====== Stored records

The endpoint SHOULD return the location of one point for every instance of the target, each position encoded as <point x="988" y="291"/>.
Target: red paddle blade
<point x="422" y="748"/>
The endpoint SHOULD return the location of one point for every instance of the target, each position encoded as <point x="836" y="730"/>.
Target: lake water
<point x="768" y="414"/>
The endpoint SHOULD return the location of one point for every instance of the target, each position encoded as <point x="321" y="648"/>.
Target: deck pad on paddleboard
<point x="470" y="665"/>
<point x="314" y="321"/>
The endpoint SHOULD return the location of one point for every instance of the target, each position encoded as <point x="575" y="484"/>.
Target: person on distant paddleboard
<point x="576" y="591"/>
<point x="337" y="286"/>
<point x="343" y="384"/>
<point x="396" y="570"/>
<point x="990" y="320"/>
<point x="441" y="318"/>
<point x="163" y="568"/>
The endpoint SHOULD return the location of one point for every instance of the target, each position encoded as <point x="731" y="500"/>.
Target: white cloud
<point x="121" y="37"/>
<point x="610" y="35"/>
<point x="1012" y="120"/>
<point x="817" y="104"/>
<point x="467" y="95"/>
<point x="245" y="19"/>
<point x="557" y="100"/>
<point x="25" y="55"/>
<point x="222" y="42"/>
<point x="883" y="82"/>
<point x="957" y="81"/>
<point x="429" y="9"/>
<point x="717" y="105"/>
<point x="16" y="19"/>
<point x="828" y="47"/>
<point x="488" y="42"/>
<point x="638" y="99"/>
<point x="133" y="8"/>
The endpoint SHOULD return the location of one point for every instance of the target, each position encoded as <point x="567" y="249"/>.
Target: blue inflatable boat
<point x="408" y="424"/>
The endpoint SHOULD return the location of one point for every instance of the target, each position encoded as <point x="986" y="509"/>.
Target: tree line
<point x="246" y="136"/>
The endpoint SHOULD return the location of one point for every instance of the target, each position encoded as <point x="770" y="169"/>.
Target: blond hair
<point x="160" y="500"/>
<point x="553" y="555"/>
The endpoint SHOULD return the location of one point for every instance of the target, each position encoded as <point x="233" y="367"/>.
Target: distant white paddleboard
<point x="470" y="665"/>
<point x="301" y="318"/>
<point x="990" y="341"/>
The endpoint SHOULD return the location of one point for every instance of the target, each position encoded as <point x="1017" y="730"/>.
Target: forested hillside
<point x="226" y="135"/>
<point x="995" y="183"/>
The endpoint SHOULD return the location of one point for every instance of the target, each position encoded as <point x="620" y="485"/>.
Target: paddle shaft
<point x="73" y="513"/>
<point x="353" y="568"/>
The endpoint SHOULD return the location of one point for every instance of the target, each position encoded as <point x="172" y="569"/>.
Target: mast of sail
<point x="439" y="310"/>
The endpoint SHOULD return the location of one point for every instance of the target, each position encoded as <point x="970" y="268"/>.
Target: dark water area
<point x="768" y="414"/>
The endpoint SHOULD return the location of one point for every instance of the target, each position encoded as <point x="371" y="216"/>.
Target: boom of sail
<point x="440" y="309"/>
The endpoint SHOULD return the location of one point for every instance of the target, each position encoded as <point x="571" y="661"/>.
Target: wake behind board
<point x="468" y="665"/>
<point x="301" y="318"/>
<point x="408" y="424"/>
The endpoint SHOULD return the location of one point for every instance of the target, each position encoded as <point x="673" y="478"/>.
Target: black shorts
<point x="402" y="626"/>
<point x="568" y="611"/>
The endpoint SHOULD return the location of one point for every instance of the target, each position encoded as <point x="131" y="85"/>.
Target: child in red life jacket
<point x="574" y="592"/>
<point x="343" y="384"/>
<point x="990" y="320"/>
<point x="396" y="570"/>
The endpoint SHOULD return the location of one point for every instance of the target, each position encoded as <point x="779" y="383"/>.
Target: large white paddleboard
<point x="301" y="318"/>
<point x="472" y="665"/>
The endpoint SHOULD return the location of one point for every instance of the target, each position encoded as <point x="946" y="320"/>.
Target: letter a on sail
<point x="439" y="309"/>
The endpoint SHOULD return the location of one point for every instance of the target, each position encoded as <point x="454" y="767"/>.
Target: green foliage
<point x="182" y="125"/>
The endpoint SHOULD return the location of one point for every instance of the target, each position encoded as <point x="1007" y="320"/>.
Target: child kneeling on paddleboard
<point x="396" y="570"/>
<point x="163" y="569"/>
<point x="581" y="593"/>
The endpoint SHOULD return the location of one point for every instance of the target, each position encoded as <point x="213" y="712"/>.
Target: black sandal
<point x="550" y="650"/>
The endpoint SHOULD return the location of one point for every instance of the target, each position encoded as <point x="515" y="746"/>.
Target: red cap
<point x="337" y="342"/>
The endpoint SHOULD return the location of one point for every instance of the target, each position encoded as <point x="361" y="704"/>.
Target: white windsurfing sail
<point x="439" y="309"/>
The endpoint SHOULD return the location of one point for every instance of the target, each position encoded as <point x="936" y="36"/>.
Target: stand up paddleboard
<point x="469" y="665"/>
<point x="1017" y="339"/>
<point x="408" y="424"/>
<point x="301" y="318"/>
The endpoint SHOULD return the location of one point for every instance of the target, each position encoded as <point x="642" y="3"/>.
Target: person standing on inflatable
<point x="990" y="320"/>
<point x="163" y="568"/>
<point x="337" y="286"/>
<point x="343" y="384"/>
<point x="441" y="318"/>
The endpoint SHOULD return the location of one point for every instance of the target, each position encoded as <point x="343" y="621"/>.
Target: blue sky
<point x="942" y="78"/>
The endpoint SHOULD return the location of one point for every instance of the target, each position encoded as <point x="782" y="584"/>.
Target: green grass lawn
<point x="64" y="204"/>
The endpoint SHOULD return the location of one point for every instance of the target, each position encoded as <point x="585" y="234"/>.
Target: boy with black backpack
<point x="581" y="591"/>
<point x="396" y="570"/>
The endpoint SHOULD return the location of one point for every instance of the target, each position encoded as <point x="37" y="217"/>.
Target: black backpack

============

## Task objective
Give back the whole listing, word for word.

## Expected answer
The endpoint SHOULD return the location of one point for every instance of the target, each position encoded as <point x="988" y="291"/>.
Target: red paddle blade
<point x="422" y="748"/>
The endpoint SHOULD return the location of one point for every instance of the target, each position encoded as <point x="836" y="730"/>.
Target: lake water
<point x="768" y="414"/>
The endpoint SHOULD return the location of one point for every instance of the target, each position encoded as <point x="321" y="648"/>.
Target: deck pad on paddleboard
<point x="470" y="665"/>
<point x="314" y="321"/>
The endpoint SHOULD return the location of one point for every instance of the target, each position encoded as <point x="575" y="484"/>.
Target: person on distant paddleboard
<point x="576" y="591"/>
<point x="337" y="286"/>
<point x="343" y="384"/>
<point x="396" y="570"/>
<point x="990" y="320"/>
<point x="441" y="318"/>
<point x="163" y="568"/>
The endpoint SHOULD return the location of one point for every instance of the target, each position encoded as <point x="731" y="500"/>.
Target: white cloud
<point x="121" y="37"/>
<point x="610" y="35"/>
<point x="1012" y="120"/>
<point x="817" y="104"/>
<point x="467" y="95"/>
<point x="245" y="19"/>
<point x="557" y="100"/>
<point x="25" y="55"/>
<point x="222" y="42"/>
<point x="883" y="82"/>
<point x="957" y="81"/>
<point x="429" y="9"/>
<point x="717" y="105"/>
<point x="16" y="19"/>
<point x="828" y="47"/>
<point x="488" y="42"/>
<point x="638" y="99"/>
<point x="133" y="8"/>
The endpoint SHOULD return the location of one point for every instance of the target, each position encoded as <point x="567" y="249"/>.
Target: blue inflatable boat
<point x="408" y="424"/>
The endpoint SHOULD return the location of one point for every instance of the target, each position encoded as <point x="986" y="509"/>.
Target: tree line
<point x="246" y="136"/>
The endpoint SHOULD return the location of one point for every instance of the target, each position encoded as <point x="770" y="169"/>.
Target: blond hair
<point x="160" y="500"/>
<point x="553" y="555"/>
The endpoint SHOULD return the location of one point for every instance of the target, each position encoded as <point x="233" y="367"/>.
Target: distant white paddleboard
<point x="470" y="665"/>
<point x="301" y="318"/>
<point x="990" y="341"/>
The endpoint SHOULD return the location of one point for every instance of the target, each position encoded as <point x="1017" y="730"/>.
Target: forested hillside
<point x="226" y="135"/>
<point x="995" y="183"/>
The endpoint SHOULD return the location of one point for every instance of the target, each position encoded as <point x="620" y="485"/>.
Target: paddle shaft
<point x="73" y="513"/>
<point x="353" y="568"/>
The endpoint SHOULD return the location of one point for every instance of the target, each position encoded as <point x="172" y="569"/>.
Target: mast of sail
<point x="439" y="310"/>
The endpoint SHOULD return the location of one point for every instance of the target, each position encoded as <point x="970" y="268"/>.
Target: dark water area
<point x="768" y="414"/>
The endpoint SHOULD return the location of one point for every instance of the target, each position encoded as <point x="371" y="216"/>.
Target: boom of sail
<point x="440" y="309"/>
The endpoint SHOULD return the location of one point for every instance of the target, each position encoded as <point x="571" y="661"/>.
Target: wake behind board
<point x="468" y="665"/>
<point x="301" y="318"/>
<point x="408" y="424"/>
The endpoint SHOULD return the location of one point for every instance of the target, each position encoded as <point x="673" y="478"/>.
Target: black shorts
<point x="402" y="626"/>
<point x="568" y="611"/>
The endpoint SHOULD return the location of one point for every instance of the target, each position encoded as <point x="131" y="85"/>.
Target: child in red life jacket
<point x="574" y="592"/>
<point x="343" y="384"/>
<point x="990" y="320"/>
<point x="396" y="570"/>
The endpoint SHOULD return the location of one point for every instance of the target, each position encoded as <point x="779" y="383"/>.
Target: large white paddleboard
<point x="301" y="318"/>
<point x="472" y="665"/>
The endpoint SHOULD return the location of one point for every instance of the target, each position encoded as <point x="946" y="320"/>.
Target: letter a on sail
<point x="439" y="309"/>
The endpoint SHOULD return the location of one point for every instance of the target, each position encoded as <point x="454" y="767"/>.
Target: green foliage
<point x="182" y="125"/>
The endpoint SHOULD return the location of one point for every instance of the target, each position encoded as <point x="1007" y="320"/>.
Target: child kneeling on paddleboard
<point x="396" y="570"/>
<point x="163" y="569"/>
<point x="581" y="593"/>
The endpoint SHOULD return the location of one point for every instance of the target, each position encoded as <point x="213" y="712"/>.
Target: black sandal
<point x="550" y="650"/>
The endpoint SHOULD return the location of one point for every instance of the target, each position encoded as <point x="515" y="746"/>.
Target: red cap
<point x="337" y="342"/>
The endpoint SHOULD return the location of one point for every instance of the target, each position encoded as <point x="361" y="704"/>.
Target: white windsurfing sail
<point x="439" y="309"/>
The endpoint SHOULD return the location of one point for every instance of the target, each position encoded as <point x="936" y="36"/>.
Target: stand up paddleboard
<point x="469" y="665"/>
<point x="1017" y="339"/>
<point x="408" y="424"/>
<point x="301" y="318"/>
The endpoint SHOULD return the location of one point for every instance of the target, each position encoded as <point x="642" y="3"/>.
Target: person standing on inflatable
<point x="990" y="320"/>
<point x="163" y="568"/>
<point x="337" y="286"/>
<point x="343" y="384"/>
<point x="441" y="318"/>
The endpoint SHOULD return the location of one point for every instance of the target, each position encoded as <point x="343" y="621"/>.
Target: blue sky
<point x="942" y="78"/>
The endpoint SHOULD return the location of one point for every instance of the target, each position encoded as <point x="782" y="584"/>.
Target: green grass lawn
<point x="64" y="204"/>
The endpoint SHOULD return the location of one point for every instance of the target, each position encoded as <point x="585" y="234"/>.
Target: boy with black backpack
<point x="581" y="591"/>
<point x="396" y="570"/>
The endpoint SHOULD return the location of one point for every instance of the target, each position encoded as <point x="37" y="217"/>.
Target: black backpack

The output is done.